> **TASK OBJECTIVE**
Only the total should be returned: the number of lines in the data that hold the string "utility".

[Stored data entries]
╭──
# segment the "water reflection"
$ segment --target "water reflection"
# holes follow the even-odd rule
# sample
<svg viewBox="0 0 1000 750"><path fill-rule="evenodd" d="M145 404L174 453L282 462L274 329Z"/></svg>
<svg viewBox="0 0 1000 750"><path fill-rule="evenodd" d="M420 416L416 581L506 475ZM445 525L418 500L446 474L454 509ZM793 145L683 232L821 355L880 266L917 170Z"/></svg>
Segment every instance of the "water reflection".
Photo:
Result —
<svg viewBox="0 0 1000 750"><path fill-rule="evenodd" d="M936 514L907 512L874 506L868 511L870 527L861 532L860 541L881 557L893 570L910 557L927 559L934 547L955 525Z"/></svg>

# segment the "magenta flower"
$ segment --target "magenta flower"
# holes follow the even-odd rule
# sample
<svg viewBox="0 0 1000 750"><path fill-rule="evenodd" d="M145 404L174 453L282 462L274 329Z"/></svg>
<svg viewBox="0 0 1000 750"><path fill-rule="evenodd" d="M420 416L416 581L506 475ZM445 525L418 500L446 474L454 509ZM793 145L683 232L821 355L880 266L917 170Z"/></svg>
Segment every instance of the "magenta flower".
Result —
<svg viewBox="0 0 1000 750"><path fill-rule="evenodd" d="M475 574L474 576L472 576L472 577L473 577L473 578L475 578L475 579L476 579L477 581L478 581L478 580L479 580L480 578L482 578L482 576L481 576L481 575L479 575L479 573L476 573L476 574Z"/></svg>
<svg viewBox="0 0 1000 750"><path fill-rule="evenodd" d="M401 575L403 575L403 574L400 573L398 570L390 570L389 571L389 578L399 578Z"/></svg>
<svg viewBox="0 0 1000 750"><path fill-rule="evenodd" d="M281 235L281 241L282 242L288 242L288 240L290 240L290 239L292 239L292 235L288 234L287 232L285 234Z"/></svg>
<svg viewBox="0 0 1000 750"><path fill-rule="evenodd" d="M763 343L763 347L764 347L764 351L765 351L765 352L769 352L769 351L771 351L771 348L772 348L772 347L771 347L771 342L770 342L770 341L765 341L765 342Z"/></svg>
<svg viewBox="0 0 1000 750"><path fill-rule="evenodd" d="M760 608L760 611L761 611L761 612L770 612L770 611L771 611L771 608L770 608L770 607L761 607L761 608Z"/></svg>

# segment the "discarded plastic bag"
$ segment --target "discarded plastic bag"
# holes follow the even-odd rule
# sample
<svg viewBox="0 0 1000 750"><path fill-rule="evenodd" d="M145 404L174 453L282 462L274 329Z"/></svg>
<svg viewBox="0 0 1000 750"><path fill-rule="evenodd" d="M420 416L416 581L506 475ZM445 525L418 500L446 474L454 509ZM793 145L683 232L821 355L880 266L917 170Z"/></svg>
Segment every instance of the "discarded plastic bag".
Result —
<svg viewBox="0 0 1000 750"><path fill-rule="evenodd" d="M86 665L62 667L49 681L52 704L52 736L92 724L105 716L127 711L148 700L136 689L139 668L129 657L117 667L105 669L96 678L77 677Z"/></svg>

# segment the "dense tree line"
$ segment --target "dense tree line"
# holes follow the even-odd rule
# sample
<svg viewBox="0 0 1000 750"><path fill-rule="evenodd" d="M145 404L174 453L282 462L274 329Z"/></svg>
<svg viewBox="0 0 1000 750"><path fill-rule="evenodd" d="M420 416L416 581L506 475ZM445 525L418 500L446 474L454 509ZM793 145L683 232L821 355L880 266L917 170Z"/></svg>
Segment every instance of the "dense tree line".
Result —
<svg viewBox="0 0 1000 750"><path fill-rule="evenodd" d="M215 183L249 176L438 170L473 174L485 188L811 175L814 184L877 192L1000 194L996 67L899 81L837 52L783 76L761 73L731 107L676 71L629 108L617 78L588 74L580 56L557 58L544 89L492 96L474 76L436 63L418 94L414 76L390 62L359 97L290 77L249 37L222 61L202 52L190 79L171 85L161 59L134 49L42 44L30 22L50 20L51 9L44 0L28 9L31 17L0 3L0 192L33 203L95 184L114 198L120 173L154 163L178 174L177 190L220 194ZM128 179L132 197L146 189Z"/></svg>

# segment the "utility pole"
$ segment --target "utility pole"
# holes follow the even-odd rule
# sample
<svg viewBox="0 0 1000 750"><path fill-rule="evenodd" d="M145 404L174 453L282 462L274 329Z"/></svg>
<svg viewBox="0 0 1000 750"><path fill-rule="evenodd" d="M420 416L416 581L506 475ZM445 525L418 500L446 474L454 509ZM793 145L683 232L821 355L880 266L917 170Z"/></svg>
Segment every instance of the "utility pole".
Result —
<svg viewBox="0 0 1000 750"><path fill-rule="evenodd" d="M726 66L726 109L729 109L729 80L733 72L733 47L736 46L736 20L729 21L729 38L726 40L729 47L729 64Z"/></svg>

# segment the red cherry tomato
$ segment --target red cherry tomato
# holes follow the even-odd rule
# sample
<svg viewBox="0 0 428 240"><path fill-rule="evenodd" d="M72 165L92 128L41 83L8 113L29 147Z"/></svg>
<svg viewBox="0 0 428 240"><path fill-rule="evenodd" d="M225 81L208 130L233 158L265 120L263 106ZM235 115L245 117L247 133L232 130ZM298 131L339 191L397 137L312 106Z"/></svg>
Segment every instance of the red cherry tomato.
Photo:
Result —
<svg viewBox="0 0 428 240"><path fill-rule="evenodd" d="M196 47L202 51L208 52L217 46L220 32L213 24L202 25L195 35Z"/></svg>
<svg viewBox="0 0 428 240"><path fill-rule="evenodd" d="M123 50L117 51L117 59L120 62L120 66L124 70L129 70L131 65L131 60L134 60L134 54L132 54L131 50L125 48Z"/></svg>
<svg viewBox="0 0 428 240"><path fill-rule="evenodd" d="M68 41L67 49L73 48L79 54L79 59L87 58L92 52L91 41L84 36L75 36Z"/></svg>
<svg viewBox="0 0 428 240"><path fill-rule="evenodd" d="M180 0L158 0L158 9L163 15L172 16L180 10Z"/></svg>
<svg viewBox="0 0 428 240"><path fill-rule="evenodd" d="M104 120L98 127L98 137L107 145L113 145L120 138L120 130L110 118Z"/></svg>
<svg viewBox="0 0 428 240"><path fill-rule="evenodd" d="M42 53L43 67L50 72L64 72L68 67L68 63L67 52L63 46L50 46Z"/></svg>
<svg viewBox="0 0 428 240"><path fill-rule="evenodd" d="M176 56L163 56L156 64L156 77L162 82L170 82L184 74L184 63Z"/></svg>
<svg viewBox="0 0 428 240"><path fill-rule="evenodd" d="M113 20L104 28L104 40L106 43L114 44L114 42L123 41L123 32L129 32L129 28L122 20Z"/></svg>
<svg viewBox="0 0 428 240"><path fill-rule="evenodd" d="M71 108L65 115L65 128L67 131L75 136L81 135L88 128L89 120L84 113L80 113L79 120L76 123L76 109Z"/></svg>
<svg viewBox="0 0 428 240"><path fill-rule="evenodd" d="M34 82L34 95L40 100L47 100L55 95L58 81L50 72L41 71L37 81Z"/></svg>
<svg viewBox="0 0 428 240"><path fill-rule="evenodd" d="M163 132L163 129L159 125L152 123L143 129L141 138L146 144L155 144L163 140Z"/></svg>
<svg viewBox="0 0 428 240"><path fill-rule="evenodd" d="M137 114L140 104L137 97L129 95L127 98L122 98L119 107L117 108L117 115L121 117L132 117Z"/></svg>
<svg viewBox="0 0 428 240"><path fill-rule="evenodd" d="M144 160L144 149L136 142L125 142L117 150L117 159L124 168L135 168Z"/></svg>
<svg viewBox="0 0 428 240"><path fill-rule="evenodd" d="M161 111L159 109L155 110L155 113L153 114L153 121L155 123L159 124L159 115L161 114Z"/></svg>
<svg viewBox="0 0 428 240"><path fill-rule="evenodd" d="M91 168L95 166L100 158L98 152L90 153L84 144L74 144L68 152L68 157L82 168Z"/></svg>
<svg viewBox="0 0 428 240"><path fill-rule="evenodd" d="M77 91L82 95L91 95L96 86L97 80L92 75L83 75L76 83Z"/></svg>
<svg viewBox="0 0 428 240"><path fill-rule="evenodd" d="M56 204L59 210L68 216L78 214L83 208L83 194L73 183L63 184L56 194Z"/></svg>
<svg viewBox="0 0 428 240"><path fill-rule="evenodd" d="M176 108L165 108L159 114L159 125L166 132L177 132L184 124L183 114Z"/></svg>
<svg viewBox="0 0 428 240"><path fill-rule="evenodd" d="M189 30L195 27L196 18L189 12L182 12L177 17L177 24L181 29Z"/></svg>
╰──
> **OUTPUT BELOW**
3